Job A>
Could you transcribe the fishing report starting at "Nonetheless, caught a" and ending at "over thinner line."?

Nonetheless, caught a beautiful Cutthroat on the Bear River (east fork above confluence). Forgot how stunning they are when healthy. Caught a few more but mostly rainbow.

Was tossing flies with 6x tippet earlier only to have them break it at the knot. Medium sized fish in technical pocket water have an advantage over thinner line.

Most of hits were on terrestrials. Big ones at that. They were really responsive to anything with red flash on bottom. 

Saw a healthy bull moose. First time in years. Glassed him for about 20 minutes. How can an animal be both majestic and awkward looking at the same time?

And man...the sign on the Spring Creek complex road wasn't joking. That is a beast of a forest road after Shallow Lake. Headache had just started so I turned around before finding my planned lake for evening hatch. Takes a significant headache to pull me away from that evening gluttony.

Not sure what tomorrow holds. Migraines have a way of making hangovers seem pleasant the day after.

Love these mountains!


----------



## backcountry (May 19, 2016)

Fished the "lower Provo" today. There are so many "lower" sections of this river.

Went and checked out the section below the massive snowmobile parking near the North Fork confluence. I forgot how much it gets dewatered by the Duchesne diversion.

Caught a few small guys. They seemed more interested in nymphs today, though one took a cricket pattern. For the most part it was a slow fishing day for me though.

Saw a few fawns by the river mid-day. Why don't the bucks do that in October? Would be alot more pleasant to sleep in then get up at 4am.

I think I need to find an ATV to access some of those lakes along the Mirror Lake region. Not sure I want to take my stock truck on those again given its our primary vehicle. 

Down for the count Friday from migraine hangover. 

Was a slower than normal fishing trip for me in the Uintas but any day up there is a good day. Found solitude every day even today when the highway and parking lots were full.

Entries>

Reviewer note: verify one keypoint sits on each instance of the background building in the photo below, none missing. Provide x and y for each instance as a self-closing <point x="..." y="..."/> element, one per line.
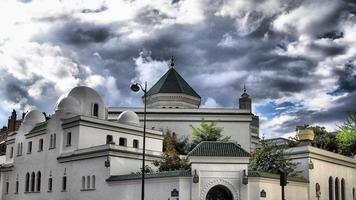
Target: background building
<point x="88" y="151"/>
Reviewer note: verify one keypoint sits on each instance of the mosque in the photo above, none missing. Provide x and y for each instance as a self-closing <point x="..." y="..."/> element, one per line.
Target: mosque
<point x="88" y="151"/>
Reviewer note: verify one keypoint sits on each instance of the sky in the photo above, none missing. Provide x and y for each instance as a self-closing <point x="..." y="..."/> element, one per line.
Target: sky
<point x="297" y="58"/>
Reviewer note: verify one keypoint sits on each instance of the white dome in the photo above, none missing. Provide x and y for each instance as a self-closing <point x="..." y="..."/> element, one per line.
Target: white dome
<point x="129" y="117"/>
<point x="68" y="104"/>
<point x="34" y="117"/>
<point x="82" y="100"/>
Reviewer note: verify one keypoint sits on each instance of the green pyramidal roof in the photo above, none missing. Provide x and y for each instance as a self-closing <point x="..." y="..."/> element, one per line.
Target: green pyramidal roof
<point x="172" y="82"/>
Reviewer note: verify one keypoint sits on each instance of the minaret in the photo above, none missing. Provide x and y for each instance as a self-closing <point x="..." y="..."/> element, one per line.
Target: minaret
<point x="245" y="101"/>
<point x="11" y="123"/>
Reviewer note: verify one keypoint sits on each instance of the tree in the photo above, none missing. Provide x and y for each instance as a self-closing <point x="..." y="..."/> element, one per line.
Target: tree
<point x="346" y="136"/>
<point x="207" y="132"/>
<point x="322" y="138"/>
<point x="270" y="157"/>
<point x="171" y="159"/>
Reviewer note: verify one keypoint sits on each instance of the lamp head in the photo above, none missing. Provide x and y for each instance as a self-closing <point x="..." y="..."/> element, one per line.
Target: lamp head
<point x="134" y="87"/>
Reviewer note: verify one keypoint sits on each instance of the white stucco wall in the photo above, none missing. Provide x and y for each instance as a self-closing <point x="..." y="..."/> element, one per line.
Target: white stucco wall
<point x="325" y="164"/>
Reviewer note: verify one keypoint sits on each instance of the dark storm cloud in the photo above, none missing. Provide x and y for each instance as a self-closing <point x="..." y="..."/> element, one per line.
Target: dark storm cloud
<point x="347" y="79"/>
<point x="259" y="57"/>
<point x="78" y="33"/>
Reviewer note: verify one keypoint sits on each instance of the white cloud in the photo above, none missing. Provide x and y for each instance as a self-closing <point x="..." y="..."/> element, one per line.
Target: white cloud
<point x="148" y="69"/>
<point x="210" y="103"/>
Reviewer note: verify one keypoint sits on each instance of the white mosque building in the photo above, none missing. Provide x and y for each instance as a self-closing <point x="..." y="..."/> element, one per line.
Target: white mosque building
<point x="89" y="151"/>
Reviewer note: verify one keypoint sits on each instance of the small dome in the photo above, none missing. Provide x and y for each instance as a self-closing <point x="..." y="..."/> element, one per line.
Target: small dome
<point x="68" y="104"/>
<point x="82" y="100"/>
<point x="129" y="117"/>
<point x="34" y="117"/>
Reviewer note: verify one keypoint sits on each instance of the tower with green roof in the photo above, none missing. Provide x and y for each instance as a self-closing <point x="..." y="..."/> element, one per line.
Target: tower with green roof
<point x="172" y="91"/>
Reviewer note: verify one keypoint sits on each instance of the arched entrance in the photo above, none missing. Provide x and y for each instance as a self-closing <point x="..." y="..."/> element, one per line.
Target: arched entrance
<point x="219" y="192"/>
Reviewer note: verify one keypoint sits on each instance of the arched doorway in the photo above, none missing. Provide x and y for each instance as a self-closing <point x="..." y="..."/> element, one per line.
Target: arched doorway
<point x="219" y="192"/>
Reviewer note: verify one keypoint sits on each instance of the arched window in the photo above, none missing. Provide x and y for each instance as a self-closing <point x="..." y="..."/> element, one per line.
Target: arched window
<point x="93" y="181"/>
<point x="95" y="110"/>
<point x="17" y="187"/>
<point x="27" y="182"/>
<point x="342" y="189"/>
<point x="123" y="142"/>
<point x="88" y="182"/>
<point x="38" y="181"/>
<point x="69" y="138"/>
<point x="83" y="182"/>
<point x="109" y="139"/>
<point x="135" y="144"/>
<point x="64" y="183"/>
<point x="33" y="182"/>
<point x="7" y="187"/>
<point x="337" y="191"/>
<point x="51" y="141"/>
<point x="54" y="140"/>
<point x="331" y="193"/>
<point x="50" y="185"/>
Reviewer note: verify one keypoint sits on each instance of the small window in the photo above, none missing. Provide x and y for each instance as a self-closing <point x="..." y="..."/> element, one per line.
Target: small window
<point x="17" y="187"/>
<point x="337" y="191"/>
<point x="50" y="185"/>
<point x="93" y="181"/>
<point x="7" y="187"/>
<point x="54" y="140"/>
<point x="40" y="145"/>
<point x="69" y="138"/>
<point x="95" y="110"/>
<point x="331" y="193"/>
<point x="38" y="183"/>
<point x="123" y="142"/>
<point x="109" y="139"/>
<point x="64" y="183"/>
<point x="11" y="152"/>
<point x="51" y="141"/>
<point x="83" y="182"/>
<point x="135" y="144"/>
<point x="33" y="182"/>
<point x="342" y="189"/>
<point x="27" y="183"/>
<point x="29" y="147"/>
<point x="88" y="182"/>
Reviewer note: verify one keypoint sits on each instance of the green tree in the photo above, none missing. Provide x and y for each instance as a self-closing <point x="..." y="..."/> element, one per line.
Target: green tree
<point x="346" y="136"/>
<point x="171" y="159"/>
<point x="207" y="132"/>
<point x="322" y="138"/>
<point x="269" y="158"/>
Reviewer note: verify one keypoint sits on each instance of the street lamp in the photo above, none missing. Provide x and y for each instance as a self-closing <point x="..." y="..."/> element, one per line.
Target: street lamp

Job B>
Can you express the entries as a numbered list, starting at the line that contains "the small window" and ending at the final line of the entries, both included, with blank lines left out?

Written response A>
Nonetheless, caught a beautiful Cutthroat on the Bear River (east fork above confluence). Forgot how stunning they are when healthy. Caught a few more but mostly rainbow.

Was tossing flies with 6x tippet earlier only to have them break it at the knot. Medium sized fish in technical pocket water have an advantage over thinner line.

Written response B>
1. Reviewer note: verify one keypoint sits on each instance of the small window in the photo above, none missing. Provide x and y for each instance as a self-closing <point x="..." y="..."/> element, one per line.
2. Target: small window
3. <point x="17" y="187"/>
4. <point x="337" y="191"/>
5. <point x="50" y="185"/>
6. <point x="93" y="181"/>
7. <point x="7" y="187"/>
8. <point x="54" y="140"/>
9. <point x="40" y="145"/>
10. <point x="69" y="138"/>
11. <point x="95" y="110"/>
12. <point x="331" y="193"/>
13. <point x="38" y="183"/>
14. <point x="123" y="142"/>
15. <point x="109" y="139"/>
16. <point x="64" y="183"/>
17. <point x="11" y="152"/>
18. <point x="51" y="141"/>
19. <point x="83" y="182"/>
20. <point x="135" y="144"/>
21. <point x="33" y="182"/>
22. <point x="342" y="189"/>
23. <point x="27" y="183"/>
24. <point x="29" y="147"/>
25. <point x="88" y="182"/>
26. Reviewer note: verify one keypoint sits on each instance of the green tree in the photo above, none missing. Provide x and y for each instance as a self-closing <point x="..." y="..."/> element, one per line.
27. Target: green tree
28. <point x="346" y="136"/>
29. <point x="171" y="159"/>
30. <point x="207" y="132"/>
31. <point x="322" y="138"/>
32. <point x="269" y="158"/>
33. Reviewer note: verify one keypoint sits on each instance of the street lamp in the photo above, none missing. Provide x and y for each instance as a self-closing <point x="..." y="..."/> element, one per line.
34. Target: street lamp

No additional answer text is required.